• Stated exercise:
Update the records below by putting "Respond" wherever "Reply" appears, keeping every other word the same. Leave the picture lines out of your version.

Collected data
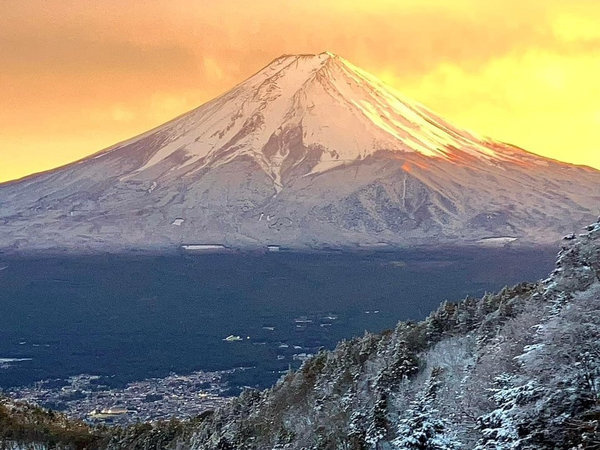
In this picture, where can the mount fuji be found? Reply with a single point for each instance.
(310, 152)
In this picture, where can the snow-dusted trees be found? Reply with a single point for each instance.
(423, 428)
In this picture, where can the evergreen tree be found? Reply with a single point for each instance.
(422, 428)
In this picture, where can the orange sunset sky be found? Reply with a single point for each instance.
(77, 76)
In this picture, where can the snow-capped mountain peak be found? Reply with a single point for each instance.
(336, 112)
(310, 151)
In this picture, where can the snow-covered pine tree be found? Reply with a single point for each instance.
(423, 428)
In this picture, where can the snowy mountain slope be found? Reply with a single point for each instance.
(309, 152)
(518, 369)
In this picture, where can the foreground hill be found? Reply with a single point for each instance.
(519, 369)
(309, 152)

• Output:
In this picture, where can the mount fuji be found? Respond with a single point for each instance.
(310, 152)
In this picture, where can the snow-dusted trees be found? Respond with a single point for each instance.
(423, 428)
In this picture, where can the evergreen tree be found? Respond with a single point for each instance.
(422, 428)
In this picture, where can the orange sunset sky be found? Respond with a single point for each instance.
(77, 76)
In this picture, where can the snow-capped mountain peak be found? Respond with a single point for each instance.
(336, 112)
(310, 151)
In this picture, where can the snow-covered pine tree be found? Respond with a single point for each instance.
(423, 428)
In this picture, where can the snowy mountain slope be found? Respond with a single point for each instance.
(309, 152)
(518, 369)
In this picture, where can the foreground hill be found? Respond with a single point for each instance.
(519, 369)
(309, 152)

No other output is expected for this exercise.